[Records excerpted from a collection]
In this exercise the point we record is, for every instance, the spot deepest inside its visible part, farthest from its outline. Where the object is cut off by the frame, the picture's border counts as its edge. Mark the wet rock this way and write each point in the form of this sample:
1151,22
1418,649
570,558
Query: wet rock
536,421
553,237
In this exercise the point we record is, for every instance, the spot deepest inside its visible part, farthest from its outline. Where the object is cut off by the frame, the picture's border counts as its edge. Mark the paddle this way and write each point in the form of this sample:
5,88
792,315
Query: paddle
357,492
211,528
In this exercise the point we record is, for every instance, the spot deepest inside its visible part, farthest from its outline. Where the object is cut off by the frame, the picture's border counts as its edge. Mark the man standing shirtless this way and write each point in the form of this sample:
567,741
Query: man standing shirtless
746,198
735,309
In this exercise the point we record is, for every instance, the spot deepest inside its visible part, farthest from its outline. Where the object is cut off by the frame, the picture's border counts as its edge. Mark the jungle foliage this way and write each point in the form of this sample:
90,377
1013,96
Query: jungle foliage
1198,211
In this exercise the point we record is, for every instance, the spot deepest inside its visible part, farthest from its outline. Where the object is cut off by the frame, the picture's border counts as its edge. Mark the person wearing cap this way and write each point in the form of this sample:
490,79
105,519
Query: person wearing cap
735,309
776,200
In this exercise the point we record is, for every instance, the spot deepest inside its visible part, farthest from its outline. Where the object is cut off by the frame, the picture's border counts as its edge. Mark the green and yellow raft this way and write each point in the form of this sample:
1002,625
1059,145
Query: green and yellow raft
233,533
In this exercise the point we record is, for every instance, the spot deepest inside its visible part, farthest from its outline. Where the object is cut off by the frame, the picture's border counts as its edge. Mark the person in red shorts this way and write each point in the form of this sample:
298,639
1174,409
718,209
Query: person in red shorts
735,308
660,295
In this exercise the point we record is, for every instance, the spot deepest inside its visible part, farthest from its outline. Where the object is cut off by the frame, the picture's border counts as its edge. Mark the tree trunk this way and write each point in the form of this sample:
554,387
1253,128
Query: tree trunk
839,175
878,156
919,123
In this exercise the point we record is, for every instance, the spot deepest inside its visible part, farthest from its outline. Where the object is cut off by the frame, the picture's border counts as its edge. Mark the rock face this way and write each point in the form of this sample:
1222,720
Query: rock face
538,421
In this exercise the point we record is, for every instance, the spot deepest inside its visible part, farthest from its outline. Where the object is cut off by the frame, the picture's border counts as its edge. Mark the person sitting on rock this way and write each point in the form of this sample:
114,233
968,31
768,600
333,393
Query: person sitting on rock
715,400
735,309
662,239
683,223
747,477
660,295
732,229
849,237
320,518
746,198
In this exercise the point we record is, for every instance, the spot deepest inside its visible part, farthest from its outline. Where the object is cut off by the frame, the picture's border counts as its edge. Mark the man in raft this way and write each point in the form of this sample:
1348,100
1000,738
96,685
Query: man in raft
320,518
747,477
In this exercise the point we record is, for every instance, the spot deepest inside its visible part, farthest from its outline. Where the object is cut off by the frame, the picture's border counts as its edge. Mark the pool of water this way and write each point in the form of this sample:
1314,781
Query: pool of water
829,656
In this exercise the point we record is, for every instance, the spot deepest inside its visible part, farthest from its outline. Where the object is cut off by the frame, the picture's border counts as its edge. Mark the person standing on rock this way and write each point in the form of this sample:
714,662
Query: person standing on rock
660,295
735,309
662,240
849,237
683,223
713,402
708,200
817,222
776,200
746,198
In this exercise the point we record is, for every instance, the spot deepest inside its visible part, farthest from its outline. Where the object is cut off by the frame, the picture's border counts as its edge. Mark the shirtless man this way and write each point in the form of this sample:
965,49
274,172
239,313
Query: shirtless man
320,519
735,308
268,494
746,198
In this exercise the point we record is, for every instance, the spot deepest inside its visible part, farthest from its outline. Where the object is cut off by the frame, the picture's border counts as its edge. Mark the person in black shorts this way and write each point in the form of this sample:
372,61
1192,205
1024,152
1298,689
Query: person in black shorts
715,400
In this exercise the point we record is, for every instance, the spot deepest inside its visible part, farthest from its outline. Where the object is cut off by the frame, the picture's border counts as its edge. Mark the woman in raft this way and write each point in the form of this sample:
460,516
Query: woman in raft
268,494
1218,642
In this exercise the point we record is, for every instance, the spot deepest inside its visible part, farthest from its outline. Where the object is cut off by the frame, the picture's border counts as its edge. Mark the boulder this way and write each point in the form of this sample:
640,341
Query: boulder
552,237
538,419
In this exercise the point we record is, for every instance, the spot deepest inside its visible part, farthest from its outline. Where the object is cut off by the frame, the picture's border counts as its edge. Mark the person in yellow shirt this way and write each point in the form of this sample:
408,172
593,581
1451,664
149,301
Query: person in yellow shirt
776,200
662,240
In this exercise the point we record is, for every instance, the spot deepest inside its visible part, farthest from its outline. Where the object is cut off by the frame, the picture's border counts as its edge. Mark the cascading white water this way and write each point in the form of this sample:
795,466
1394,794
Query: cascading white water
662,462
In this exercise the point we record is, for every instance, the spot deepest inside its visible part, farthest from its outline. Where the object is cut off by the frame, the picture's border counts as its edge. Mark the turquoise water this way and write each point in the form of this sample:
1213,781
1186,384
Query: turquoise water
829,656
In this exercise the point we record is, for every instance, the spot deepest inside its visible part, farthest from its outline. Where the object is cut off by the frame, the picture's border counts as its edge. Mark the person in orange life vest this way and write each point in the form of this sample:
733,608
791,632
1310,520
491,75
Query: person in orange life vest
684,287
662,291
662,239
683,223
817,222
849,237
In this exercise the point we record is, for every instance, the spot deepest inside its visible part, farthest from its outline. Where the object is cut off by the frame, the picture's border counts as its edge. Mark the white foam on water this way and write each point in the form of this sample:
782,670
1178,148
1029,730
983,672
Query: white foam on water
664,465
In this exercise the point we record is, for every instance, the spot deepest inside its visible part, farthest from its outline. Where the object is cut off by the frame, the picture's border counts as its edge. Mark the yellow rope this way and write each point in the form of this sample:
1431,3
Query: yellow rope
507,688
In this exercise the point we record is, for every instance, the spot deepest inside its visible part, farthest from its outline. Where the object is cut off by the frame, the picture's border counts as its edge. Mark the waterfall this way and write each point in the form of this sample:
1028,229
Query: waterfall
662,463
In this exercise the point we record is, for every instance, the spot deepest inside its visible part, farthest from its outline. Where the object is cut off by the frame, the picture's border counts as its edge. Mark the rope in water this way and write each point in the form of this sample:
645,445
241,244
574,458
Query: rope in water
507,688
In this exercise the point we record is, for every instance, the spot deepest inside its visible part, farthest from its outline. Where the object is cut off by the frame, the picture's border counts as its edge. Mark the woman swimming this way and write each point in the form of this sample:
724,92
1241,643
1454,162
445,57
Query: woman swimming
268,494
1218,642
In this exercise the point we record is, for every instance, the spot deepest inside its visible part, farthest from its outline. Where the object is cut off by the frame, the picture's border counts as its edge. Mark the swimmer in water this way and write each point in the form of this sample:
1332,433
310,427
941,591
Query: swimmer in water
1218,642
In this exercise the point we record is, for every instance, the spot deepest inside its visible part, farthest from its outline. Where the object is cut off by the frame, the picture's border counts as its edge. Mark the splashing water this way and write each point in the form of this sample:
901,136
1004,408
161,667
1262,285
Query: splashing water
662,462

▸ **Brief**:
For every entry above, write out an exact copy.

▸ **Written response**:
In this exercise the point we record is, for every instance, the spot deepest inside its visible part, farthest from its outline. Where the object is cut off by the frame, the picture's border counts as its edge. Mark the wet rock this way and write each point in the form of this sample:
1151,22
1418,649
570,558
Query: wet rock
536,421
553,237
In this exercise the point we record is, for every instance, the spot deepest inside its visible part, farthest from its outline. Where the object is cut off by the frame, the picture's border counts as its edge. Mark the paddle this way and write each point in the form of this sample:
5,88
792,315
Query: paddle
357,492
211,528
In this exercise the point we record is, for every instance, the spot deepest inside its visible part, farthest from its outline. Where the object is cut off by the frame, the picture's border counts as its edge. Mark the man standing shirtless this way and write each point in the form of this sample:
567,741
Query: man standing shirtless
746,198
735,309
In this exercise the point we record is, for every instance, the spot deepest inside its visible part, farthest from its outline. Where the object is cut off by the frame, the picture's border counts as its edge. Mark the jungle foliage this way and write each point in the form of this sample:
90,377
1013,96
Query: jungle foliage
1198,211
In this exercise the point we record is, for every instance, the spot deepest inside its visible part, farthest from its outline. Where the object is cut off by the frame, the picture's border counts as its edge. Mark the person wearing cap this way and write each point in the form of this sample:
490,79
105,519
Query: person wearing cap
735,309
776,200
In this exercise the point we record is, for every instance, the spot deepest inside its visible part, farthest from its outline. Where the object is cut off by the frame, the picture's border counts as its edge. Mark the green and yellow raft this way and write each point in the form of this sample:
1002,625
1059,145
Query: green and yellow raft
233,533
In this exercise the point we record is, for every instance, the spot deepest inside its visible part, farthest from its outline. Where the object is cut off by the frame, the picture's border counts as its edge. Mark the person in red shorts this way and write each point in the form of this sample:
298,639
1174,409
718,209
Query: person in red shorts
735,308
660,295
In this exercise the point we record is, for every instance, the spot deepest inside its visible part, farthest from its outline. Where the object is cut off by the frame, the picture's border counts as its edge. Mark the tree trunk this way and write each point in the form of this sample:
554,387
1253,128
Query: tree trunk
839,175
878,156
919,123
In this exercise the point we record is, for every instance, the spot deepest inside its visible part, farthest from its outline. Where the object is cut off by the frame, the picture's border counts as its edge. Mark the rock face this way and write each point in the form of this sample:
1222,720
Query: rock face
538,421
In this exercise the point we record is, for every instance, the spot deepest inside its visible part, farthest from its outline. Where the object is cut off by the frame, the picture's border counts as its edge. Mark the person sitting on rock this way and write each point in the form of this sample:
114,233
968,31
768,600
333,393
Query: person sitting on rock
715,400
735,309
662,239
683,223
747,477
660,295
732,229
849,237
320,518
746,198
In this exercise the point we record is, for every instance, the spot deepest inside its visible part, farthest from its outline. Where the object is cut off by the frame, the picture's border counts as its edge. Mark the man in raft this way and write each point in the form of this sample:
1348,100
1000,738
96,685
Query: man in raft
320,518
747,477
In this exercise the point we record is, for every instance, the spot deepest inside its visible part, farthest from its outline. Where the object is cut off by the frame, the picture's border counts as its edge. Mark the pool of water this way and write each point in the form of this sample:
1314,781
Query: pool of water
829,656
In this exercise the point we record is, for every instance, the spot deepest inside its visible part, farthest from its outline. Where the object is cut off by the frame, the picture's border counts as its edge. Mark the person standing on rock this way and write each point in the form of this sample:
714,662
Query: person standing on rock
660,295
735,309
662,240
849,237
683,223
713,402
708,200
817,222
776,200
746,198
In this exercise the point we record is, for every instance, the spot deepest inside its visible part, farthest from its outline. Where the object is cut off by the frame, the picture's border counts as its edge. Mark the shirtless man this way and write each point in the form of this sample:
965,49
274,172
239,313
Query: shirtless man
320,519
735,308
268,494
746,198
In this exercise the point we record is, for every instance, the spot deepest inside its visible part, farthest from its outline. Where the object is cut off by the frame, the picture's border counts as its edge. Mark the person in black shorts this way and write each point in the form of this sample:
372,61
1192,205
1024,152
1298,689
Query: person in black shorts
715,400
In this exercise the point we record is, for every instance, the spot deepest inside its visible part, farthest from its outline. Where the object is cut off by the frame, the picture's border counts as its edge. Mark the woman in raft this way and write each point in the form of this sample:
460,516
Query: woman in raft
268,494
1218,642
In this exercise the point we record is, for every instance, the spot deepest inside its visible part, farthest from its outline. Where the object is cut off by the frame, the picture's border counts as its edge. Mark the boulder this way and write each point in the form of this sample:
640,341
Query: boulder
552,237
538,419
In this exercise the point we record is, for every instance, the spot deepest inside its visible part, farthest from its outline. Where the object is cut off by the frame, the picture's border counts as its edge. Mark the person in yellow shirt this way and write each point in the form of this sample:
408,172
593,581
1451,664
149,301
Query: person in yellow shirt
776,200
662,240
In this exercise the point we record is, for every instance, the spot deepest inside its visible part, farthest from its outline. Where the object is cut off by the frame, the picture's border counts as its edge. Mark the cascading white water this way and write each point in the form of this sample:
795,466
1394,794
Query: cascading white water
662,462
In this exercise the point we record is, for every instance, the spot deepest inside its visible part, farthest from its outline. Where the object is cut off by the frame, the picture's border counts as its edge. Mark the turquoise water this way and write each point in the form of this sample:
1213,781
1186,384
Query: turquoise water
829,656
In this exercise the point we record is, for every instance, the spot deepest inside its visible part, farthest from its outline. Where the object is cut off by the frame, the picture's border counts as its edge. Mark the person in orange life vest this way and write each point in the form of this sample:
733,608
791,632
1310,520
491,75
Query: person in orange life vest
684,287
662,291
662,239
683,223
817,222
849,237
In this exercise the point we record is, for every instance, the spot deepest inside its visible part, farthest from its outline. Where the object is cut off by the frame, the picture's border counts as its edge. Mark the white foam on water this way and write each point in the form of this sample:
782,670
1178,148
1029,730
983,672
Query: white foam on water
664,465
In this exercise the point we record is, for every instance, the spot deepest inside its visible part, farthest from its outline. Where the object is cut off by the frame, the picture's border counts as its edge. Mark the yellow rope this way and write each point in the form of this sample:
1431,3
Query: yellow rope
507,688
In this exercise the point we record is, for every instance, the spot deepest inside its visible part, farthest from its outline. Where the object is cut off by the frame, the picture's border counts as its edge. Mark the waterfall this way and write each point in the form of this sample:
1028,229
Query: waterfall
662,463
In this exercise the point we record is, for every instance, the spot deepest inside its visible part, farthest from its outline. Where the object is cut off by the frame, the picture's border counts as its edge. Mark the rope in water this way and write each point in the form of this sample:
645,445
241,244
574,458
Query: rope in water
507,688
In this exercise the point we record is, for every instance, the spot deepest inside its visible part, farthest from its outline. Where the object is cut off by the frame, the picture's border counts as its edge. Mark the woman swimming this way and write each point in the form of this sample:
724,92
1241,643
1454,162
445,57
Query: woman swimming
268,494
1218,642
In this exercise the point we record is, for every instance, the spot deepest inside its visible part, farthest from its outline. Where the object is cut off by the frame, the picture's border counts as its edge. Mark the swimmer in water this way and write each point in the form of this sample:
1332,433
310,427
941,591
Query: swimmer in water
1218,642
In this exercise the point we record is, for every instance, the spot deepest inside its visible part, farthest from its outline. Where the object is cut off by the frame, the picture's border counts as its edge. Mark the splashing water this way and write each point in the form of this sample:
901,136
1004,408
161,667
1262,285
Query: splashing water
662,462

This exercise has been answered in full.